═══ Supplied passage ═══
Unifon script?

Sat Sep 28 21:12:22 CEST 2013

CE Whitehead <cewcathar at hotmail dot com> wrote:

> I was asking was whether or not it would be wise or even necesasry to
> also use the prefixes [en-Latn] , etc., and whether doing so would in
> any way affect matching (given that the default script for these
> languages is in all cases [Latn] anyway)?

Matching is inexact, because RFC 4647 specifies multiple matching 
algorithms, and implementations may choose to use one of them or 
something else.

It can certainly be seen that, for example, "en-unifon" would not match 
"en-Latn-unifon" according to the Basic Filtering strategy (RFC 4647, 
Section 3.3.1) because neither is an exact left-to-right subset of the 
other.

Elsewhere on RFC 4647 (Section 4.1), it is stated that language ranges 
should avoid unnecessary subtags, such as a script subtag that is the 
Suppress-Script for the given language subtag, exactly because they can 
cause matching problems. The section specifically calls out "en-Latn" as 
an example.

For some time, the Registry did not include variant subtags with Prefix 
fields that contained script subtags. RFC 5646 does say that other 
variant subtags could be included in the Prefix if it is important to 
maintain the hierarchy. For example, 'biske' has a Prefix of "sl-rozaj" 
but not "sl" because the submitter considered it important for the 
subtag to indicate explicitly that 'biske' is a sub-dialect of 'rozaj', 
which in turn is a dialect of 'sl'.

When variants were added for Pinyin and Wade-Giles in 2008, and for the 
Hepburn romanization of Japanese in 2009 and 2010, the Prefix fields did 
include the script subtag 'Latn'. But notice that for these languages, 
'Latn' is specifically not the default script for that language. It is 
there to point out that Wade-Giles, say, is not simply a variant of 
Chinese and Tibetan, but of romanized Chinese and romanized Tibetan.

I don't believe we want to go down the path of including additional 
subtags in the Prefix field of variants, any more than absolutely 
necessary. I agree with John (and the wording of RFC 4646) that Prefix 
fields are meant to indicate what combinations are "recommended" or 
"make sense," not to impose tight constraints.
═══ Data ═══
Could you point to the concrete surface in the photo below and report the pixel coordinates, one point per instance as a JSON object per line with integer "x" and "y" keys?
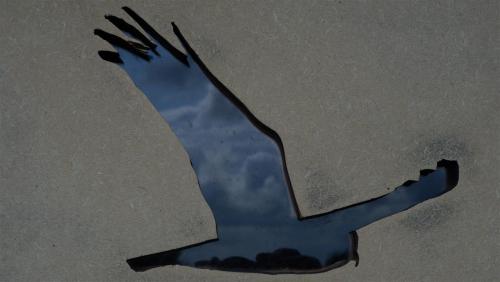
═══
* [Requirement A]
Reproduce the Unifon script message above word for word, from "When variants were" to "impose tight constraints.".
* [Requirement B]
Answer these questions using the Unifon script message:
(i) Which section of RFC 4647 does the message cite for the Basic Filtering strategy?
(ii) What Prefix does the variant subtag 'biske' have?
(iii) In which years were variants added for the Hepburn romanization of Japanese?
* [Requirement C]
Pick up the Unifon script message where it stops and continue it.

* [Exercise response A]
When variants were added for Pinyin and Wade-Giles in 2008, and for the 
Hepburn romanization of Japanese in 2009 and 2010, the Prefix fields did 
include the script subtag 'Latn'. But notice that for these languages, 
'Latn' is specifically not the default script for that language. It is 
there to point out that Wade-Giles, say, is not simply a variant of 
Chinese and Tibetan, but of romanized Chinese and romanized Tibetan.

I don't believe we want to go down the path of including additional 
subtags in the Prefix field of variants, any more than absolutely 
necessary. I agree with John (and the wording of RFC 4646) that Prefix 
fields are meant to indicate what combinations are "recommended" or 
"make sense," not to impose tight constraints.

* [Exercise response B]
(i) Section 3.3.1
(ii) "sl-rozaj"
(iii) 2009 and 2010

* [Exercise response C]
Peter Constable <petercon at microsoft dot com> wrote:

> This brings up an issue that seems at least as interesting as the
> language prefix issue: this variant implies (or should imply) Latn
> script, but we don't have a good mechanism to capture that. This isn't
> a new scenario, though — the same would apply to the fonipa variant
> subtag, for instance. A prefix field, per the current rules, must
> contain a valid tag; it can't have a language range like "*-Latn".
>
> Related, I don't recall if we ever discussed a potential interaction
> with suppress script: if the variant implies a particular script,
> then a script subtag adds no additional information — e.g.
> "en-Latin-unifon" would be no more informative than "en-unifon".
> That's the kind of situation for which suppress-script was added. But
> adding a suppress-script field to a variant entry is not currently
> allowed.

If a variant such as 'fonipa' or 'unifon' implies that the script is 
Latin, is it necessary for the language tag to call that out? Even in 
the absence of a region or script subtag, a language-only tag like "ku" 
might be just fine for its purpose.

Suppress-Script was intended to ease compatibility with RFC 3066 
applications that think "language plus country equals tag." They won't 
understand new variants anyway; only a few will even understand the 
precomposed variants from the RFC 3066 registry. Adding Suppress-Script 
to variants seems to be a solution to an imagined problem.

Mark Davis ☺ <mark at macchiato dot com> wrote:

> We could use "und-Latn", since 'und' is what we use where the language
> tag would be unspecified.

This wouldn't work in the general case, since as John said, 'und' 
doesn't mean "star." It might work for CLDR.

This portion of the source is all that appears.